==== EXTRACTED MATERIAL ====

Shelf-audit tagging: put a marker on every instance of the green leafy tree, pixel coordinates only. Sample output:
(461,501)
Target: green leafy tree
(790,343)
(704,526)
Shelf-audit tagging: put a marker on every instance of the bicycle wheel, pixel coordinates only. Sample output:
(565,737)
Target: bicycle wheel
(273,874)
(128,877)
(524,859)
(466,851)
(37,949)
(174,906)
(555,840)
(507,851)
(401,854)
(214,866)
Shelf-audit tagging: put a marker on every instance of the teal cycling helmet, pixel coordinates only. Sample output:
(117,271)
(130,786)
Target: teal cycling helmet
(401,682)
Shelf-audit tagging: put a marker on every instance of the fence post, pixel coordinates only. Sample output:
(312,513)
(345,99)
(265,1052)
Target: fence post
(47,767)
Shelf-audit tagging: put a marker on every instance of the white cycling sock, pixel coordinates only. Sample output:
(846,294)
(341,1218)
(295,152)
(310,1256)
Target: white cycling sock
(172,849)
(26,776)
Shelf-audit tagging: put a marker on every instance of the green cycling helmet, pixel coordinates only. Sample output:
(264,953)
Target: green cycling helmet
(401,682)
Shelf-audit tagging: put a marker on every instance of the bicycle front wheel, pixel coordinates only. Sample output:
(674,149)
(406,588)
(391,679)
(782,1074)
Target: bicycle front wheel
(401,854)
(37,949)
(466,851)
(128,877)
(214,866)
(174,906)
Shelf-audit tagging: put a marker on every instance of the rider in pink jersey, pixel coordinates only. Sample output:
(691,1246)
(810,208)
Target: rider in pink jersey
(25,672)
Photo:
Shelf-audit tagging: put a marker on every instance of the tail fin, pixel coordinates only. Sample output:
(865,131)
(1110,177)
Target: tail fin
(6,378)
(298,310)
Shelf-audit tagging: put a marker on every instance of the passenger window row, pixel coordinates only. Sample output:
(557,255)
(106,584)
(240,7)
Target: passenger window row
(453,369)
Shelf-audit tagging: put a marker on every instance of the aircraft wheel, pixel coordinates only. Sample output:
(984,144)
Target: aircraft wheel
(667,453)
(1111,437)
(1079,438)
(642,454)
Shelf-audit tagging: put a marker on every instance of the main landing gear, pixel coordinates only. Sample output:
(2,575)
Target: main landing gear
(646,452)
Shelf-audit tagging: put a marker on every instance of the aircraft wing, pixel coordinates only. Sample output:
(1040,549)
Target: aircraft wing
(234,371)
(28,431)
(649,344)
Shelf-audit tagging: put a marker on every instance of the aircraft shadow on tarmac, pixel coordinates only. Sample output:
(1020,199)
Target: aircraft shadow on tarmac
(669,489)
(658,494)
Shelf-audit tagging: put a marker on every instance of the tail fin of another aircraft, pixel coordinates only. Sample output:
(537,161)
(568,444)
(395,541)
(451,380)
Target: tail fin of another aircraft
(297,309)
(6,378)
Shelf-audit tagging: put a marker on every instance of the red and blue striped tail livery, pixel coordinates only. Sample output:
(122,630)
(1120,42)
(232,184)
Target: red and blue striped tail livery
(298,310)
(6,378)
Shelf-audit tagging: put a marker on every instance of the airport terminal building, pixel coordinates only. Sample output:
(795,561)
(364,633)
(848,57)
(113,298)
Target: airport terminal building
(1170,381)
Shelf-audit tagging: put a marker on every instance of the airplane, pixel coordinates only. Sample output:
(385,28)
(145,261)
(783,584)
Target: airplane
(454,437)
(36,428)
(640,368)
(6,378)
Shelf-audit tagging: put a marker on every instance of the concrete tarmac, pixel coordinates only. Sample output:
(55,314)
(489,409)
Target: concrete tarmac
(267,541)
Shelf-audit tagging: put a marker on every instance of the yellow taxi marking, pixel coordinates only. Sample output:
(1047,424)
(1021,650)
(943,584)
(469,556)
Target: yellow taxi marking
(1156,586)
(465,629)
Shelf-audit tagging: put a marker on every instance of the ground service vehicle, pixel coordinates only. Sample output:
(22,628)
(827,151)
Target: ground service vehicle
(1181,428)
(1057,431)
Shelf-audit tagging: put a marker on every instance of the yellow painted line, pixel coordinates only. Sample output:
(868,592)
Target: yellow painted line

====

ABOUT THIS EXERCISE:
Output each entry once again, exactly as shown above.

EXERCISE ANSWER:
Shelf-audit tagging: put a marker on every instance of the green leafy tree, pixel coordinates only. Sample output:
(461,501)
Target: green leafy tree
(790,343)
(704,526)
Shelf-audit tagging: put a marker on every instance of the bicycle wheel, pixel coordinates only. Sample output:
(565,737)
Target: bicycle wheel
(273,874)
(128,877)
(524,859)
(466,851)
(37,949)
(174,906)
(555,840)
(507,851)
(401,854)
(214,866)
Shelf-audit tagging: put a marker on every instance of the teal cycling helmet, pixel coordinates only. Sample output:
(117,271)
(130,786)
Target: teal cycling helmet
(401,682)
Shelf-audit tagging: put a marker on every instance of the fence post, pixel coordinates only. Sample output:
(312,513)
(345,99)
(265,1052)
Target: fence post
(47,767)
Shelf-audit tagging: put a marker on every instance of the white cycling sock, pixel coordinates only. Sample output:
(846,294)
(341,1218)
(295,152)
(310,1256)
Target: white cycling sock
(172,849)
(26,776)
Shelf-audit tagging: put a marker on every instance of the green cycling helmet, pixel coordinates only. Sample output:
(264,953)
Target: green cycling helmet
(401,682)
Shelf-audit tagging: put a marker on every instance of the bicycle front wheel, pixel coordinates only. Sample output:
(674,149)
(406,588)
(391,679)
(782,1074)
Target: bicycle front wheel
(401,854)
(37,949)
(466,851)
(128,877)
(214,866)
(174,906)
Shelf-audit tagging: put a marker on every instance of the rider in pink jersey, pixel coordinates only. Sample output:
(691,1246)
(810,208)
Target: rider in pink jersey
(25,672)
Photo:
Shelf-audit tagging: put a marker on every instance of the tail fin, pixel coordinates only. Sample output:
(865,131)
(1110,177)
Target: tail fin
(6,378)
(298,310)
Shelf-audit tagging: put a marker on every instance of the passenger window row, pixel coordinates only. Sample output:
(557,255)
(106,584)
(240,7)
Target: passenger window row
(453,369)
Shelf-audit tagging: put a marker on every instance of the aircraft wheel, pixel coordinates only. Sample output:
(984,144)
Target: aircraft wheel
(667,453)
(1111,437)
(1079,438)
(642,454)
Shelf-audit tagging: put a marker on every instance of the main landing gear, pixel coordinates only. Sample output:
(2,575)
Target: main landing gear
(646,452)
Shelf-audit tagging: put a marker on every instance of the aircraft wing, pixel coordinates only. Sample output:
(1040,549)
Target: aircraft wing
(234,371)
(28,431)
(649,344)
Shelf-audit tagging: put a marker on every instance of the aircraft shadow on tarmac, pixel coordinates only. Sample output:
(1020,199)
Target: aircraft shadow on tarmac
(669,489)
(658,494)
Shelf-audit tagging: put a marker on every instance of the tail fin of another aircraft, pixel coordinates only. Sample output:
(537,161)
(568,444)
(395,541)
(451,380)
Target: tail fin of another aircraft
(297,309)
(6,378)
Shelf-audit tagging: put a marker on every instance of the red and blue striped tail livery, pixel coordinates only. Sample output:
(122,630)
(1120,42)
(232,184)
Target: red and blue striped tail livery
(298,310)
(6,378)
Shelf-audit tagging: put a marker on every instance of the airport terminal building, pixel coordinates only. Sample output:
(795,561)
(364,633)
(848,57)
(113,298)
Target: airport terminal building
(1170,381)
Shelf-audit tagging: put a marker on every instance of the airplane, pixel coordinates only. Sample output:
(385,28)
(145,261)
(783,584)
Target: airplane
(454,437)
(36,428)
(640,368)
(6,378)
Shelf-audit tagging: put a marker on every instance of the concrete tarmac, pixel coordinates only. Sample output:
(55,314)
(489,409)
Target: concrete tarmac
(267,541)
Shelf-audit tagging: put a marker on every instance of the yellow taxi marking, pixel coordinates only. Sample output:
(1047,424)
(1021,650)
(943,584)
(469,556)
Target: yellow taxi marking
(1156,586)
(465,629)
Shelf-audit tagging: put a marker on every instance of the ground service vehicle, pixel coordinates only. Sample output:
(22,628)
(827,151)
Target: ground service vehicle
(1181,428)
(1057,431)
Shelf-audit tagging: put a marker on every instance of the yellow painted line, pixel coordinates only. Sample output:
(868,592)
Target: yellow painted line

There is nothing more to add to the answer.